▶ **INFORMATION PROVIDED**

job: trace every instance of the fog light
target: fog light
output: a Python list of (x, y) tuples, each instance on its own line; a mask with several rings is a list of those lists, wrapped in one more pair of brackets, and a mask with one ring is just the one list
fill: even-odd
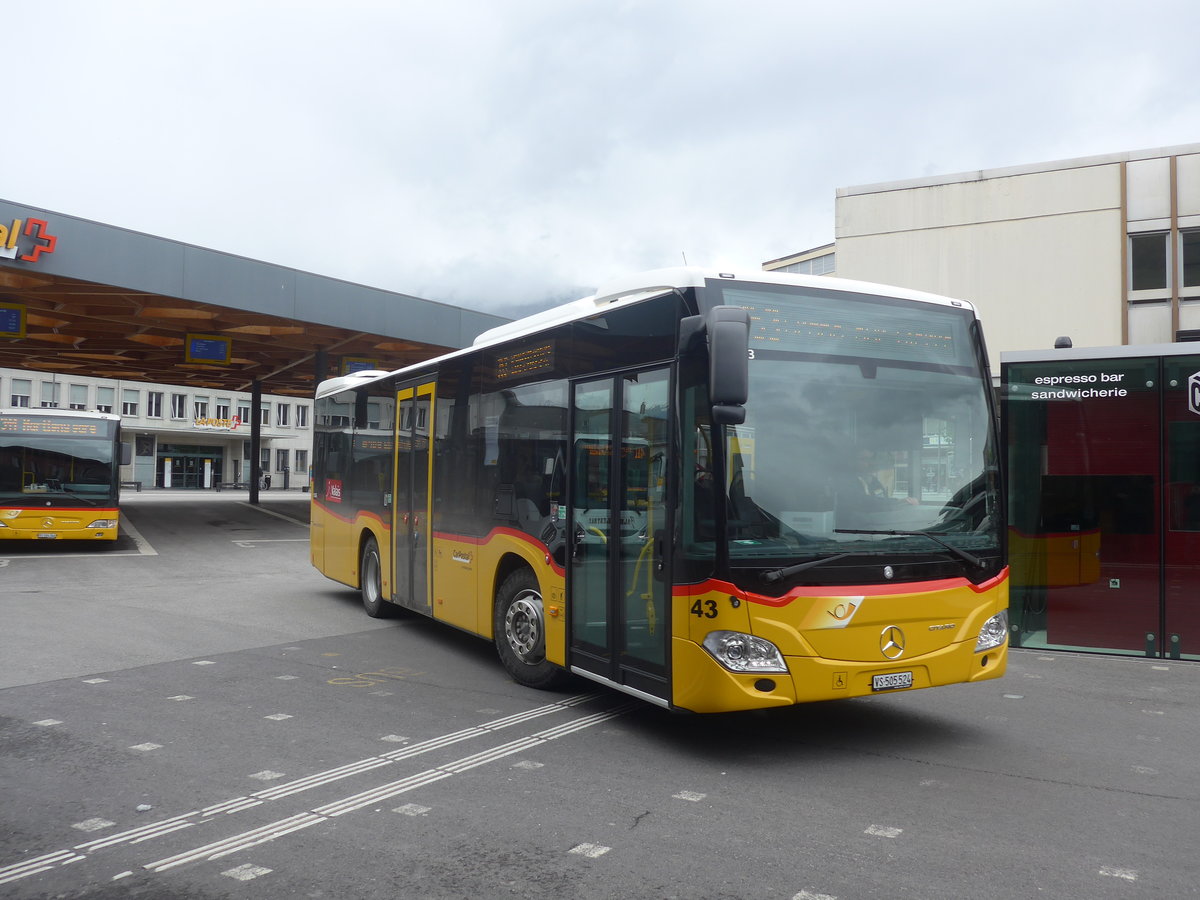
[(979, 629), (979, 640), (976, 641), (976, 653), (1000, 647), (1006, 640), (1008, 640), (1008, 610), (997, 612), (983, 623), (983, 628)]

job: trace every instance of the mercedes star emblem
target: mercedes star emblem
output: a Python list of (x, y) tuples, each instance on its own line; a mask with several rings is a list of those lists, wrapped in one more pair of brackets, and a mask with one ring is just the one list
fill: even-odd
[(900, 659), (904, 655), (904, 631), (895, 625), (888, 625), (880, 635), (880, 652), (886, 659)]

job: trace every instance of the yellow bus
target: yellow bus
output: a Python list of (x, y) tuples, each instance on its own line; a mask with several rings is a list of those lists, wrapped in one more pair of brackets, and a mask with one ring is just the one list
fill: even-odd
[(970, 304), (648, 272), (323, 383), (312, 562), (534, 688), (708, 713), (996, 678), (995, 422)]
[(121, 416), (0, 409), (0, 541), (112, 541), (118, 534)]

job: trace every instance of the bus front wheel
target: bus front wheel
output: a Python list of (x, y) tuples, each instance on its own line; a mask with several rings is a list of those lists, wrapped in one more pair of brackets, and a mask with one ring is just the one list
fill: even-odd
[(496, 592), (496, 650), (517, 684), (541, 690), (563, 686), (566, 672), (546, 659), (546, 622), (538, 578), (518, 569)]
[(367, 538), (362, 544), (359, 584), (362, 608), (367, 611), (367, 616), (373, 619), (388, 617), (391, 613), (391, 604), (383, 599), (383, 565), (379, 562), (379, 545), (374, 538)]

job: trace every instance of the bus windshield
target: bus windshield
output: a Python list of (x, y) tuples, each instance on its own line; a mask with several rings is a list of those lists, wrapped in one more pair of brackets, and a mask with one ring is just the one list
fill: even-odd
[[(775, 286), (730, 287), (720, 302), (751, 312), (750, 400), (722, 448), (703, 404), (689, 404), (697, 542), (715, 536), (715, 493), (734, 566), (944, 554), (946, 544), (998, 554), (994, 428), (970, 310)], [(714, 450), (724, 491), (708, 472)]]
[(0, 504), (79, 505), (114, 493), (115, 422), (0, 416)]

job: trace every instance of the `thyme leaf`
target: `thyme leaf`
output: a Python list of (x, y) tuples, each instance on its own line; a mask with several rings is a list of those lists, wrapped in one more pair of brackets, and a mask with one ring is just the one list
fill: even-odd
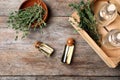
[[(46, 26), (46, 23), (43, 21), (45, 14), (46, 11), (42, 8), (42, 6), (34, 4), (31, 7), (10, 13), (8, 25), (12, 29), (15, 29), (16, 32), (22, 31), (22, 38), (24, 38), (30, 33), (31, 29), (36, 30), (39, 28), (41, 30)], [(18, 36), (16, 36), (16, 40), (17, 38)]]

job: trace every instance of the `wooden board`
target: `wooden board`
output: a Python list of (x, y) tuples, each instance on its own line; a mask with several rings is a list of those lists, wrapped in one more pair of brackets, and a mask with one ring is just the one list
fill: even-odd
[[(14, 80), (11, 76), (17, 76), (19, 80), (19, 77), (24, 76), (26, 78), (23, 79), (30, 80), (29, 76), (39, 77), (36, 75), (41, 75), (38, 80), (42, 77), (43, 79), (55, 77), (61, 80), (71, 78), (73, 80), (99, 80), (102, 76), (104, 80), (119, 79), (117, 76), (120, 76), (120, 67), (108, 68), (86, 41), (74, 32), (74, 28), (68, 22), (68, 16), (73, 12), (68, 4), (79, 2), (79, 0), (44, 0), (51, 13), (44, 33), (31, 32), (26, 39), (14, 41), (15, 31), (7, 28), (6, 21), (9, 12), (17, 10), (23, 1), (0, 0), (0, 75), (3, 76), (1, 79), (4, 80), (8, 76), (9, 79)], [(68, 37), (76, 40), (71, 65), (61, 63), (64, 45)], [(52, 57), (47, 58), (34, 48), (33, 43), (36, 40), (41, 40), (55, 49)]]

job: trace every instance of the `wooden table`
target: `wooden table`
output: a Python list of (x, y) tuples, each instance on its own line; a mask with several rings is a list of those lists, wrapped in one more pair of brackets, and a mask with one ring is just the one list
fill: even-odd
[[(68, 16), (73, 12), (68, 4), (79, 0), (44, 0), (49, 8), (49, 18), (43, 33), (31, 32), (27, 38), (15, 41), (15, 31), (7, 28), (6, 21), (9, 13), (18, 10), (24, 1), (0, 0), (1, 79), (120, 80), (120, 67), (110, 69), (68, 22)], [(76, 40), (76, 49), (72, 64), (66, 65), (61, 63), (61, 57), (69, 37)], [(34, 48), (36, 40), (53, 47), (54, 54), (45, 57)]]

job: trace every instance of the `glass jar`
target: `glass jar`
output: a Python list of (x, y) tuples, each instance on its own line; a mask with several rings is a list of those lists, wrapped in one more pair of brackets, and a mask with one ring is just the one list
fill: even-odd
[(116, 6), (112, 3), (106, 3), (96, 15), (97, 22), (100, 26), (107, 26), (117, 17)]

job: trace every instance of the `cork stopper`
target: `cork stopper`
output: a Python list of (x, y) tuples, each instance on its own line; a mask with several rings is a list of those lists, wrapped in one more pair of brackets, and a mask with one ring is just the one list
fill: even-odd
[(67, 40), (67, 45), (68, 46), (72, 46), (72, 45), (74, 45), (74, 43), (75, 43), (75, 41), (74, 41), (73, 38), (68, 38), (68, 40)]
[(34, 45), (35, 45), (35, 48), (39, 48), (39, 46), (41, 45), (41, 43), (42, 43), (42, 42), (40, 42), (40, 41), (36, 41), (35, 44), (34, 44)]
[(118, 41), (120, 41), (120, 33), (117, 34), (116, 38)]
[(114, 4), (109, 4), (109, 5), (107, 6), (107, 12), (108, 12), (109, 14), (113, 14), (115, 11), (116, 11), (116, 6), (115, 6)]

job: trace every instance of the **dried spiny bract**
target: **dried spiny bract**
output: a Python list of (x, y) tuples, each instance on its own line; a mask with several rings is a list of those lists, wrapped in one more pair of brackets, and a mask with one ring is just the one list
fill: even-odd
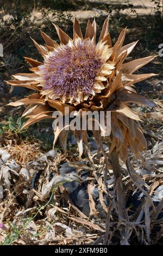
[[(55, 25), (54, 25), (55, 26)], [(149, 107), (155, 104), (143, 96), (139, 95), (133, 86), (155, 75), (154, 74), (133, 73), (152, 60), (155, 56), (124, 62), (137, 42), (123, 46), (126, 29), (123, 29), (112, 47), (109, 32), (109, 19), (103, 25), (99, 41), (96, 43), (96, 23), (89, 20), (85, 37), (80, 25), (74, 20), (73, 39), (55, 26), (60, 45), (43, 32), (44, 46), (33, 40), (43, 58), (43, 62), (30, 58), (26, 60), (32, 66), (31, 73), (14, 76), (16, 81), (8, 83), (21, 86), (37, 92), (10, 106), (29, 105), (23, 114), (28, 118), (25, 128), (41, 120), (52, 118), (57, 109), (65, 114), (65, 107), (69, 111), (110, 111), (111, 113), (112, 144), (110, 153), (117, 150), (126, 160), (129, 147), (136, 154), (147, 147), (137, 113), (127, 105), (134, 102)], [(98, 147), (101, 131), (92, 131)], [(64, 151), (68, 131), (59, 129), (54, 132), (54, 142), (60, 138)], [(86, 131), (76, 131), (81, 155), (83, 141), (87, 143)]]

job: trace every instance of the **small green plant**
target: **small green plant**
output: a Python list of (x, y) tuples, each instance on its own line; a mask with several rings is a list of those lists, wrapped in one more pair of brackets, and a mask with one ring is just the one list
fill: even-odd
[(25, 123), (24, 119), (20, 117), (10, 117), (9, 118), (9, 128), (16, 133), (24, 132), (26, 131), (27, 129), (24, 129), (22, 131), (21, 130)]

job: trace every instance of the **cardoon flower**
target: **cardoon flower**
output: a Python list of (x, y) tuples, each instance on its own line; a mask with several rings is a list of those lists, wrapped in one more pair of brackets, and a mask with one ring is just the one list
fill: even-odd
[[(28, 118), (23, 127), (43, 119), (52, 118), (52, 107), (53, 111), (57, 109), (63, 114), (65, 107), (69, 107), (70, 113), (74, 110), (80, 112), (85, 110), (110, 111), (112, 132), (110, 153), (119, 151), (126, 160), (129, 147), (137, 154), (147, 147), (147, 142), (138, 113), (128, 105), (134, 102), (149, 107), (155, 106), (149, 100), (137, 95), (133, 88), (136, 83), (155, 75), (133, 74), (152, 60), (154, 56), (125, 62), (137, 42), (123, 46), (126, 33), (124, 29), (112, 46), (108, 18), (104, 22), (97, 44), (95, 20), (92, 24), (88, 21), (84, 37), (77, 19), (74, 22), (73, 39), (58, 26), (55, 27), (60, 44), (41, 32), (45, 45), (33, 41), (43, 58), (43, 62), (25, 58), (32, 66), (29, 69), (32, 72), (16, 74), (13, 76), (17, 80), (7, 82), (11, 86), (36, 91), (9, 104), (14, 106), (28, 105), (23, 114)], [(54, 141), (60, 137), (65, 150), (67, 133), (65, 135), (64, 132), (58, 129), (54, 133)], [(96, 132), (96, 139), (100, 137), (101, 134), (100, 131)], [(80, 144), (81, 155), (82, 142), (87, 142), (86, 132), (80, 131), (75, 135)], [(98, 147), (101, 145), (98, 143)]]

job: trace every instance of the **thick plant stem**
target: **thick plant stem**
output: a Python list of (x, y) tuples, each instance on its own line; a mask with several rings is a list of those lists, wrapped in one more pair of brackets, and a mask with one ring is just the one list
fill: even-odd
[(123, 186), (120, 170), (119, 157), (116, 150), (111, 153), (111, 160), (113, 173), (115, 177), (116, 192), (118, 205), (118, 211), (122, 218), (125, 218), (126, 200), (124, 195)]

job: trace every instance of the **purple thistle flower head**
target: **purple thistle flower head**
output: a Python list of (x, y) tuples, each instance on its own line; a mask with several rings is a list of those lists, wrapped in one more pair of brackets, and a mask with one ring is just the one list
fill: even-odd
[(78, 40), (58, 48), (40, 67), (44, 89), (58, 96), (76, 99), (79, 94), (92, 94), (96, 77), (103, 62), (90, 40)]

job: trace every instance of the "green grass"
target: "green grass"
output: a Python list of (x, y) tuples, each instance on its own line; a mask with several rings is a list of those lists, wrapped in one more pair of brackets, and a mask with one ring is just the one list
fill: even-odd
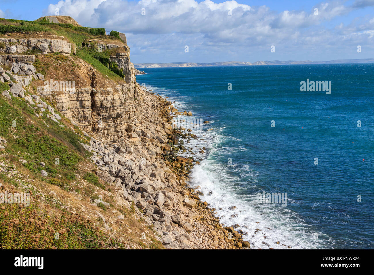
[(97, 249), (120, 248), (115, 238), (104, 234), (83, 216), (51, 215), (48, 208), (33, 202), (0, 207), (0, 249)]
[[(64, 181), (75, 179), (77, 165), (86, 155), (79, 143), (80, 136), (50, 120), (47, 120), (47, 127), (23, 100), (13, 98), (11, 103), (0, 97), (0, 136), (8, 141), (6, 152), (26, 160), (24, 166), (34, 173), (40, 174), (45, 170), (48, 177), (60, 175), (64, 176)], [(30, 123), (25, 118), (28, 116), (35, 123)], [(57, 164), (56, 158), (59, 161)], [(39, 164), (40, 162), (45, 166)]]
[(94, 55), (89, 52), (84, 50), (77, 51), (77, 56), (91, 64), (103, 74), (108, 76), (108, 78), (117, 82), (123, 80), (122, 77), (95, 58)]

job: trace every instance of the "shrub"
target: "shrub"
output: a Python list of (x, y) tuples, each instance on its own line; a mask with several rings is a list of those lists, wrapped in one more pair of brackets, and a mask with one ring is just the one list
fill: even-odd
[(59, 180), (58, 178), (50, 178), (49, 181), (51, 184), (57, 185), (60, 187), (64, 187), (64, 183), (62, 183), (61, 180)]
[(121, 41), (123, 42), (124, 43), (125, 43), (125, 42), (121, 39), (121, 37), (120, 37), (119, 33), (118, 31), (111, 31), (110, 32), (110, 33), (109, 34), (110, 34), (111, 36), (113, 36), (115, 37), (117, 37)]

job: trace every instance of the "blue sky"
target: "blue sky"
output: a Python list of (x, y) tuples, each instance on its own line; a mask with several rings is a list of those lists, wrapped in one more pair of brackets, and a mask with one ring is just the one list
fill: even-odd
[(374, 0), (0, 0), (0, 17), (56, 10), (124, 32), (134, 63), (374, 58)]

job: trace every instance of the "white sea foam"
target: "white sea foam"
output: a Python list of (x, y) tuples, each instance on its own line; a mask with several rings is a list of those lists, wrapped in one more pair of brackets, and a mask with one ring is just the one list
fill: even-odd
[[(174, 106), (180, 110), (193, 110), (193, 105), (187, 104), (179, 98), (173, 96), (175, 91), (147, 86), (148, 88), (150, 87), (155, 92), (168, 97), (168, 100), (174, 102)], [(204, 194), (200, 196), (200, 198), (216, 209), (217, 216), (221, 222), (225, 226), (239, 224), (240, 226), (236, 230), (244, 232), (243, 239), (251, 243), (253, 248), (288, 249), (288, 246), (293, 248), (331, 247), (334, 242), (331, 238), (315, 232), (297, 213), (286, 207), (280, 204), (260, 204), (255, 199), (255, 195), (248, 195), (249, 187), (260, 190), (255, 188), (258, 173), (247, 165), (235, 163), (229, 165), (215, 159), (214, 156), (220, 150), (230, 152), (246, 149), (242, 147), (221, 146), (220, 144), (226, 139), (239, 141), (240, 140), (223, 135), (225, 127), (216, 129), (214, 122), (211, 120), (210, 123), (204, 125), (202, 132), (194, 132), (193, 129), (192, 133), (199, 138), (190, 139), (190, 143), (185, 140), (184, 145), (193, 151), (192, 156), (194, 158), (201, 160), (200, 165), (195, 165), (192, 171), (190, 185), (193, 187), (198, 187), (198, 190)], [(211, 128), (214, 130), (206, 131)], [(204, 140), (200, 140), (203, 135), (205, 135), (203, 137)], [(199, 152), (203, 146), (207, 148), (207, 154)], [(180, 155), (185, 157), (191, 155), (188, 150), (184, 153), (181, 152)], [(233, 170), (235, 173), (230, 172)], [(235, 184), (243, 178), (247, 181), (245, 184)], [(292, 198), (288, 198), (288, 203), (289, 204), (301, 203)], [(233, 206), (236, 208), (230, 210), (229, 208)], [(279, 244), (277, 244), (278, 242)]]

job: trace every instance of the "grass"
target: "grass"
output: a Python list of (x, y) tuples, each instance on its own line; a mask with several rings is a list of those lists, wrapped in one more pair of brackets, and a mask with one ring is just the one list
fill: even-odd
[[(52, 120), (48, 127), (22, 100), (13, 98), (11, 103), (0, 97), (0, 136), (8, 141), (6, 152), (26, 161), (24, 166), (33, 173), (45, 170), (49, 177), (66, 175), (64, 181), (74, 179), (73, 174), (85, 156), (79, 136)], [(30, 123), (27, 118), (31, 117), (37, 123)], [(44, 167), (40, 162), (45, 164)]]

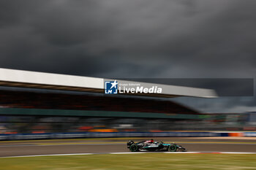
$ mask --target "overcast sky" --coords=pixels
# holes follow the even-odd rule
[[[0,67],[255,78],[255,0],[0,0]],[[254,97],[200,100],[207,112],[256,110]]]

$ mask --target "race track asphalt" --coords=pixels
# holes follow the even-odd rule
[[[150,139],[150,138],[149,138]],[[129,152],[126,142],[143,138],[75,139],[0,142],[0,157]],[[155,138],[155,141],[176,142],[191,152],[256,152],[256,139]]]

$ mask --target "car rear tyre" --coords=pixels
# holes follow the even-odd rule
[[[137,152],[138,151],[138,146],[135,144],[132,144],[130,147],[129,147],[129,150],[132,152]]]
[[[176,152],[177,150],[177,147],[175,144],[170,144],[168,147],[168,151],[170,152]]]

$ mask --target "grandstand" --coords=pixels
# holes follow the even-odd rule
[[[163,93],[105,95],[105,80],[0,69],[0,133],[169,131],[173,123],[203,117],[168,98],[217,96],[208,89],[145,82],[140,83],[162,87]]]

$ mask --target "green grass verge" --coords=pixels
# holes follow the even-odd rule
[[[0,158],[0,169],[255,169],[256,155],[126,154]]]

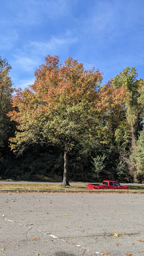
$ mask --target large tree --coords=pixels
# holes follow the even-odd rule
[[[6,144],[8,146],[8,136],[10,134],[10,118],[6,114],[12,109],[10,104],[14,89],[10,76],[12,66],[6,58],[2,60],[0,56],[0,151]]]
[[[34,84],[19,88],[12,98],[9,116],[18,124],[12,149],[22,152],[30,144],[46,143],[64,152],[62,186],[68,186],[68,154],[78,140],[92,136],[98,125],[96,108],[102,80],[98,70],[86,70],[70,57],[64,65],[59,58],[48,55],[46,64],[34,73]]]
[[[122,159],[128,165],[130,174],[135,181],[139,172],[136,154],[136,141],[142,128],[144,115],[144,81],[138,79],[138,76],[134,67],[127,66],[112,80],[114,88],[124,88],[126,92],[123,98],[123,117],[115,135],[120,144]]]

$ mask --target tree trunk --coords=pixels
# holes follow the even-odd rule
[[[68,178],[68,152],[66,151],[64,152],[64,178],[61,184],[62,186],[70,186]]]

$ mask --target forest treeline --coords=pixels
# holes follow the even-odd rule
[[[135,68],[102,84],[98,70],[71,57],[45,60],[34,84],[16,90],[0,56],[0,178],[144,182],[144,81]]]

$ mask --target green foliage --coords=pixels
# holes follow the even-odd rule
[[[100,178],[100,173],[104,170],[106,167],[106,164],[104,164],[104,160],[106,158],[104,154],[103,156],[98,156],[96,158],[94,158],[92,156],[93,162],[92,164],[94,166],[94,170],[96,172],[96,179],[97,180]]]

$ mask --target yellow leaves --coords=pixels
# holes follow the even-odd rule
[[[118,234],[118,233],[114,233],[114,236],[116,236],[117,238],[118,238],[120,236],[121,236]]]

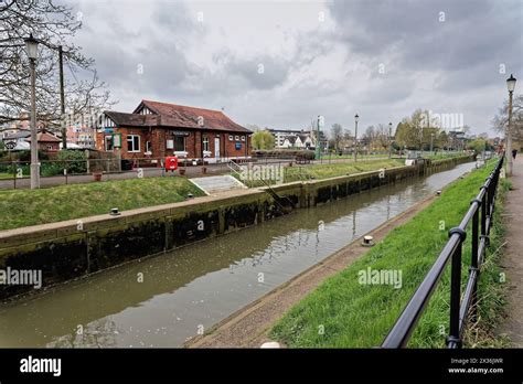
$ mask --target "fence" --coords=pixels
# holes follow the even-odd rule
[[[462,346],[461,335],[470,308],[472,308],[472,318],[474,319],[477,316],[478,278],[485,256],[485,249],[489,245],[498,182],[502,167],[503,158],[499,160],[495,169],[487,178],[476,199],[471,201],[470,209],[461,220],[461,223],[449,231],[449,241],[386,337],[382,344],[383,348],[405,348],[407,345],[417,321],[421,317],[449,260],[451,260],[450,331],[447,338],[447,346],[451,349]],[[472,222],[472,238],[469,279],[461,299],[462,245],[466,242],[467,227],[470,222]]]

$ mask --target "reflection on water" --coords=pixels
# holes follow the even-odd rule
[[[0,346],[180,345],[473,167],[300,210],[3,305]]]

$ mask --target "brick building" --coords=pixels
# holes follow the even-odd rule
[[[96,148],[113,151],[121,143],[122,159],[180,158],[209,162],[250,156],[252,131],[220,110],[142,100],[132,114],[106,110]]]

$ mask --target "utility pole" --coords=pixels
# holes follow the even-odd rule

▶ **WHAT YOU HAVE TO DO**
Could you copy out the rows above exactly, from the line containing "job: trace every instance of the **thick" through the line containing "62), (90, 40)]", including both of those lines?

▶ **SOLUTION FOR THIS PROBLEM**
job: trace every instance of the **thick plant stem**
target: **thick plant stem**
output: a Python list of (x, y) tuples, each instance on its own line; a mask with several rings is a list of those lists, wrapped in one more pair of brackets, and a mask with one ring is just the one list
fill: even-odd
[(123, 186), (120, 170), (119, 157), (116, 150), (111, 153), (111, 160), (113, 173), (115, 177), (116, 192), (118, 205), (118, 211), (122, 218), (125, 218), (126, 200), (124, 195)]

job: trace every instance of the **purple thistle flower head**
target: **purple thistle flower head**
output: a Python list of (x, y) tuples, each instance on its own line; a mask with several rings is a list of those lists, wrapped in one more pair of brackets, and a mask with one ring is just the one list
fill: even-odd
[(78, 40), (58, 48), (40, 67), (44, 89), (58, 96), (76, 99), (79, 94), (92, 94), (96, 77), (103, 62), (90, 40)]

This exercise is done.